** Begin Record extracts **
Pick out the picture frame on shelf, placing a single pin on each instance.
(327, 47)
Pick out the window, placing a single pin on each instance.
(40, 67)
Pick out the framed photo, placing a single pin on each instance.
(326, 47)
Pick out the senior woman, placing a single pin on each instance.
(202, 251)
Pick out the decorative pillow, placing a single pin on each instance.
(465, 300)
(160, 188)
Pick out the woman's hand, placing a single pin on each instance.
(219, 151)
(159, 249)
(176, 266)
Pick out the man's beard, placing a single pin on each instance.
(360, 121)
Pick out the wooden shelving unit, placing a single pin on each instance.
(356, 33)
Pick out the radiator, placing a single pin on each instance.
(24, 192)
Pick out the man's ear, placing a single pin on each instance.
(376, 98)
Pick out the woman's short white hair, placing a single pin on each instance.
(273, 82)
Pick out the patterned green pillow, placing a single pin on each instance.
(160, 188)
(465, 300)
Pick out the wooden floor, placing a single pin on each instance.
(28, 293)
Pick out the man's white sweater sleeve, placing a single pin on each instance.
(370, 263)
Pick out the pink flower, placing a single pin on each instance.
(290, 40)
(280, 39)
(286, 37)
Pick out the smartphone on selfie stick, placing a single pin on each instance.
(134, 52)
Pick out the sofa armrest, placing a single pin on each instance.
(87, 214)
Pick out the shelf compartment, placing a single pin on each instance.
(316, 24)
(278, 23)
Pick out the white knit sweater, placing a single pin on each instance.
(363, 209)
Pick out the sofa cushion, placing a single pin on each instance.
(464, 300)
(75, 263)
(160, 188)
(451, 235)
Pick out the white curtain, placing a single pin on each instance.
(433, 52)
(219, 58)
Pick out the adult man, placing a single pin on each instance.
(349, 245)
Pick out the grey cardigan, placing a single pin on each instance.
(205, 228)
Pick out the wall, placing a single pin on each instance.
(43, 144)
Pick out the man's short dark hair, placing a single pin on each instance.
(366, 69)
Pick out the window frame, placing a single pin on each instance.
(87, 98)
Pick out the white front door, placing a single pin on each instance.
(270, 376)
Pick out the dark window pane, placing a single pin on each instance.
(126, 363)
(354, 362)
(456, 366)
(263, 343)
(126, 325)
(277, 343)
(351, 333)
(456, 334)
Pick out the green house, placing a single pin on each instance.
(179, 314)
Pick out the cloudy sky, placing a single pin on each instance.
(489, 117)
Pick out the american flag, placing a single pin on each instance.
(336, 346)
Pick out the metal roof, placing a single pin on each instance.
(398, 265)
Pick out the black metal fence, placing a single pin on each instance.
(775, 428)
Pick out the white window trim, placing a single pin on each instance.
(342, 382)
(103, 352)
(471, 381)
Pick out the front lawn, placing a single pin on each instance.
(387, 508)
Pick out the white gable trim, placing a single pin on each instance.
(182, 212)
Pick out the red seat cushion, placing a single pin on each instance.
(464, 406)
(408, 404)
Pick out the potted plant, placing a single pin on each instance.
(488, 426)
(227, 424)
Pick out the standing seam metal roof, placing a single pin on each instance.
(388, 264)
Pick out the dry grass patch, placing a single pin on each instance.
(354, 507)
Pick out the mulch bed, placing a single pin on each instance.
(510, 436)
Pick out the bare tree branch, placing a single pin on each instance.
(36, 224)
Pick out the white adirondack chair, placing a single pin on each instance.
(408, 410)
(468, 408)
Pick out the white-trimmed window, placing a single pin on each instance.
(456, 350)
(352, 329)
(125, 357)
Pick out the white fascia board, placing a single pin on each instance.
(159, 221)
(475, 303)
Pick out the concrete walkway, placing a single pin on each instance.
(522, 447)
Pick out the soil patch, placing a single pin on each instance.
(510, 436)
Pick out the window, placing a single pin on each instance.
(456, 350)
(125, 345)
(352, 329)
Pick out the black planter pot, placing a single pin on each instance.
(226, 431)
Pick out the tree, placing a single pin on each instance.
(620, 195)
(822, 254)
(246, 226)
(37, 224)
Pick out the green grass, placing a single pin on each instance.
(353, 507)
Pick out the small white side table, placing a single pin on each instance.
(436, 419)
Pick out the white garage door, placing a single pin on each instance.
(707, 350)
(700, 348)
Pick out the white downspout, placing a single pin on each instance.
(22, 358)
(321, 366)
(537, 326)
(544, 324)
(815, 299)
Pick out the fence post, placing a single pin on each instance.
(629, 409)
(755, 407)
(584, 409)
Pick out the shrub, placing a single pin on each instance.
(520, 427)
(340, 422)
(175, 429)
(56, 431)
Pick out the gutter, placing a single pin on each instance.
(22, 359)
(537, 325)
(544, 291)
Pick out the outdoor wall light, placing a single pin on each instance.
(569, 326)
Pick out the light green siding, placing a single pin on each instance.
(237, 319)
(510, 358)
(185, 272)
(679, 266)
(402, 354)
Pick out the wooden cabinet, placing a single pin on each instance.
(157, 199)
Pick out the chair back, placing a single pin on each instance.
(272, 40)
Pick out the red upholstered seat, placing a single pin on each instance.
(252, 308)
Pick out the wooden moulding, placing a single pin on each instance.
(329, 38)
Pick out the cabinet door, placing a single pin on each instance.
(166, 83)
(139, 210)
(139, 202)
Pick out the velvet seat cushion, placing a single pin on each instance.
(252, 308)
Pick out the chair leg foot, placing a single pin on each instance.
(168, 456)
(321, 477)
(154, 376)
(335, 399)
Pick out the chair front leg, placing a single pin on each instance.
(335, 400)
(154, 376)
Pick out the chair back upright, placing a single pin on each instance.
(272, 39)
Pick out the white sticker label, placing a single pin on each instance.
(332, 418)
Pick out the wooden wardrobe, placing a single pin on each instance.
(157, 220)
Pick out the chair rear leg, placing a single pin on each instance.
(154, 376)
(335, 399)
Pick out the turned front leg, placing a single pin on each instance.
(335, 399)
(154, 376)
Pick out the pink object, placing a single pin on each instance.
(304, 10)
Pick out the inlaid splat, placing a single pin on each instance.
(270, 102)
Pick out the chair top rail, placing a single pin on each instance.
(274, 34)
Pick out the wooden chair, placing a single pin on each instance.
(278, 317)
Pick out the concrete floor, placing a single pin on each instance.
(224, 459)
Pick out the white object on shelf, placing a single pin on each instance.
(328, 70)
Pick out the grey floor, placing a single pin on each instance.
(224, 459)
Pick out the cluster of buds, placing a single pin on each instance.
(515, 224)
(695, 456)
** End Record extracts **
[Your instructions]:
Copy out all of the material above word for word, with no changes.

[Exercise response]:
Pick out the picture frame on shelf, placing a single pin on each instance.
(327, 47)
Pick out the window, placing a single pin on each instance.
(40, 67)
Pick out the framed photo, placing a single pin on each instance.
(326, 47)
Pick out the senior woman, placing a single pin on each instance.
(202, 251)
Pick out the decorative pillow, placing a single pin on each instance.
(465, 300)
(160, 188)
Pick out the woman's hand, placing a single pin on each instance.
(219, 151)
(159, 249)
(176, 266)
Pick out the man's beard, placing a single pin on each instance.
(360, 121)
Pick out the wooden shelving unit, placing a single pin on each instance.
(356, 33)
Pick out the radiator, placing a single pin on each instance.
(24, 192)
Pick out the man's ear, placing a single pin on each instance.
(376, 98)
Pick out the woman's short white hair, placing a single pin on each instance.
(273, 82)
Pick out the patterned green pillow, placing a single pin on each instance.
(160, 188)
(465, 300)
Pick out the wooden floor, placing a single pin on each instance.
(28, 293)
Pick out the man's white sweater sleeve, placing a single pin on each instance.
(370, 263)
Pick out the pink flower, placing a single pin on each instance.
(290, 40)
(280, 39)
(286, 37)
Pick out the smartphone on selfie stick, placing a single pin on each instance.
(134, 52)
Pick out the sofa armrest, placing a single pin on each instance.
(87, 214)
Pick out the shelf compartment, placing a single pin on each instance.
(316, 24)
(278, 23)
Pick out the white knit sweater, placing a single pin on each instance.
(363, 209)
Pick out the sofa cushion, placing a single pin on each instance.
(464, 300)
(75, 263)
(160, 188)
(451, 235)
Pick out the white curtain, placing a single pin on each instance.
(433, 52)
(219, 58)
Pick out the adult man, placing a single pin on each instance.
(349, 245)
Pick out the grey cardigan, placing a single pin on each instance.
(205, 228)
Pick out the wall, placing a single pin on each instance.
(43, 144)
Pick out the man's short dark hair, placing a single pin on each instance.
(366, 69)
Pick out the window frame, placing a single pin on each instance.
(87, 98)
Pick out the white front door, placing a single pin on each instance.
(270, 376)
Pick out the dark window pane, placing a single pin on each instance.
(126, 363)
(354, 362)
(456, 366)
(263, 343)
(126, 325)
(277, 343)
(351, 333)
(456, 334)
Pick out the green house, placing a single pin on each instance.
(179, 314)
Pick out the cloudy sky, placing a single pin on each instance.
(489, 117)
Pick out the american flag, placing a single pin on each instance.
(336, 346)
Pick out the metal roof, placing a single pin on each instance.
(398, 265)
Pick out the black metal fence, placing a single pin on each instance.
(775, 428)
Pick out the white window trim, placing a single pin on each instance.
(342, 382)
(103, 352)
(471, 381)
Pick out the front lawn, placing a single pin on each instance.
(387, 508)
Pick out the white gable trim, placing a single pin on each instance.
(182, 212)
Pick out the red seat cushion, placing a single pin on each instance.
(464, 406)
(408, 404)
Pick out the potted plant, placing a single pin on each instance.
(488, 426)
(227, 424)
Pick out the standing seam metal roof, placing a single pin on each instance.
(388, 264)
Pick out the dry grass patch, placing a single pin on each instance.
(354, 507)
Pick out the mulch bed, placing a single pin on each instance.
(510, 436)
Pick out the bare tree branch, placing a single pin on each instance.
(36, 224)
Pick out the white adirondack chair, placing a single pin on each instance.
(408, 410)
(468, 408)
Pick out the white-trimmed window, placing a single pin on each instance.
(456, 350)
(352, 329)
(125, 357)
Pick out the white fascia board, placing a single pin on each instance.
(159, 221)
(475, 303)
Pick out the concrete walkway, placing a single pin on each instance.
(522, 447)
Pick out the soil patch, placing a single pin on each instance.
(510, 436)
Pick out the window, placing a single pin on each instance.
(456, 350)
(125, 345)
(352, 329)
Pick out the black planter pot, placing a single pin on each instance.
(226, 431)
Pick out the tree, placing a single pin on each instance.
(620, 195)
(822, 254)
(246, 226)
(37, 224)
Pick out the green grass, placing a single pin on each instance.
(353, 507)
Pick out the small white side table, placing a single pin on each instance.
(436, 419)
Pick out the white garage door, placing a single pin on each instance.
(707, 350)
(700, 348)
Pick out the white downspout, placing a single pin on each instance.
(22, 358)
(321, 366)
(537, 326)
(544, 324)
(815, 299)
Pick out the fence post, placing a single pin on each instance.
(629, 409)
(755, 407)
(584, 409)
Pick out the shrub, placing a single pin on each instance.
(520, 427)
(340, 422)
(175, 429)
(56, 431)
Pick out the gutter, placing a single pin on each instance.
(22, 359)
(537, 325)
(544, 291)
Pick out the outdoor wall light, placing a single pin on each instance.
(569, 326)
Pick out the light green siding, placing a single pin on each instance.
(237, 319)
(510, 358)
(185, 272)
(679, 266)
(402, 354)
Pick out the wooden cabinet, placing a single pin on each instance.
(157, 199)
Pick out the chair back, placing a single pin on each instance.
(272, 40)
Pick out the red upholstered seat, placing a single pin on each instance.
(252, 308)
Pick out the wooden moulding, placing a single pin on each instance.
(329, 38)
Pick out the cabinet door, placing a single pin on each instance.
(166, 83)
(139, 210)
(139, 202)
Pick out the velvet seat cushion, placing a single pin on each instance.
(252, 308)
Pick out the chair leg foot, placing a single pin on each instance.
(168, 456)
(321, 477)
(154, 376)
(335, 399)
Pick out the chair front leg, placing a single pin on each instance.
(335, 400)
(154, 376)
Pick out the chair back upright, placing a single pin on each instance.
(272, 39)
Pick out the white sticker label, placing a single pin on each instance.
(332, 418)
Pick out the wooden wardrobe, placing a single pin on each instance.
(157, 220)
Pick out the chair rear leg, placing a single pin on each instance.
(154, 376)
(335, 399)
Pick out the turned front leg, placing a single pin on each instance.
(335, 399)
(154, 376)
Pick out the pink object, placing a single pin on each instance.
(304, 10)
Pick out the inlaid splat, placing a single pin on each instance.
(270, 102)
Pick out the chair top rail, placing a single pin on each instance.
(274, 34)
Pick out the wooden chair, placing a single pin on each instance.
(278, 317)
Pick out the concrete floor, placing a single pin on each instance.
(224, 459)
Pick out the white object on shelf, placing a single pin on each instance.
(328, 70)
Pick out the grey floor, placing a single pin on each instance.
(224, 459)
Pick out the cluster of buds, placing a single pin on each instance.
(515, 224)
(695, 456)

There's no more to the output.